* **DIRECTIONS**: Copy the lines starting at the one containing "[pin] flat rooftop -- one per line" and ending at the last line, swapping "hazy" for "cloudy" and leaving everything else unchanged.

* **DATASET ENTRIES**:
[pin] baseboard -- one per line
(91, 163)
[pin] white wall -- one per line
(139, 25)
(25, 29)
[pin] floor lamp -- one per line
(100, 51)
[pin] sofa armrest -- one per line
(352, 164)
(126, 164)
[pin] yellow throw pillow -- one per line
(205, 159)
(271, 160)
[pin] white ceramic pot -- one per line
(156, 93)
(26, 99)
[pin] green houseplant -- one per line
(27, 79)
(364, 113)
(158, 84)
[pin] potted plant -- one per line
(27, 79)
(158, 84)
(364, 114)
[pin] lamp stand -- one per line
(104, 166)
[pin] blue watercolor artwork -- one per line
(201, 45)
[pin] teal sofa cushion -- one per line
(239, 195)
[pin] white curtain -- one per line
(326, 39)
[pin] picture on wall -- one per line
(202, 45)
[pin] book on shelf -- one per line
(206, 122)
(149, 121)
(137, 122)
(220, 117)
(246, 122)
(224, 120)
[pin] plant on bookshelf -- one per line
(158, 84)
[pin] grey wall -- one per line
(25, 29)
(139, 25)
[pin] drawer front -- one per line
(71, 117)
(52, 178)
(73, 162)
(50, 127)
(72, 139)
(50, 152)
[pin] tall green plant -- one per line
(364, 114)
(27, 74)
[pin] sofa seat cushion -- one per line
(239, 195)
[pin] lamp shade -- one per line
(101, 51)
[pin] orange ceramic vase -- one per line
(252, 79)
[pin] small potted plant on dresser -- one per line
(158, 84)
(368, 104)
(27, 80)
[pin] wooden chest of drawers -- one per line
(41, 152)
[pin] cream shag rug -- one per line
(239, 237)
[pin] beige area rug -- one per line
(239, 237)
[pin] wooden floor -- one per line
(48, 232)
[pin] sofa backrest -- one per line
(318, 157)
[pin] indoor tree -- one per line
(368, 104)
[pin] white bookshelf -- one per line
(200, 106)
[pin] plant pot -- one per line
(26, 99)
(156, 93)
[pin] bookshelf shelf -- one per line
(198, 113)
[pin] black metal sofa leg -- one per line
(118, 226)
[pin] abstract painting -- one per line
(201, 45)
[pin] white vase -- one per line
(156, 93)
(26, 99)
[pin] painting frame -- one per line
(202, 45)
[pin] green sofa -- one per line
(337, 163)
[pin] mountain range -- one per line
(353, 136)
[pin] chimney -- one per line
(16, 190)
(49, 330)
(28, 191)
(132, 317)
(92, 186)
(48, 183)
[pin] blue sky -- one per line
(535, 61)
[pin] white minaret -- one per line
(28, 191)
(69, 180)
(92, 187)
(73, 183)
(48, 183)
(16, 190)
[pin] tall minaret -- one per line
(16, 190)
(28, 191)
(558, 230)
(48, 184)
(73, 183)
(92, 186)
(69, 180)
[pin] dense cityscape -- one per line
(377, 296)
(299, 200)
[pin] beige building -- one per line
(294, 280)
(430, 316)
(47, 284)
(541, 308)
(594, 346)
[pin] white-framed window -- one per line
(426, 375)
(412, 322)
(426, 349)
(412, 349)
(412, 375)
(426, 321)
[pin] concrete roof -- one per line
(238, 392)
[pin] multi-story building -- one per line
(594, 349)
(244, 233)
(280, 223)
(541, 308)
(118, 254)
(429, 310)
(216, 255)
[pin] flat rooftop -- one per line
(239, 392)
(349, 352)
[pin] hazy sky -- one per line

* **EXERCISE RESPONSE**:
[pin] flat rooftop -- one per line
(239, 392)
(349, 352)
[pin] cloudy sky -- one per line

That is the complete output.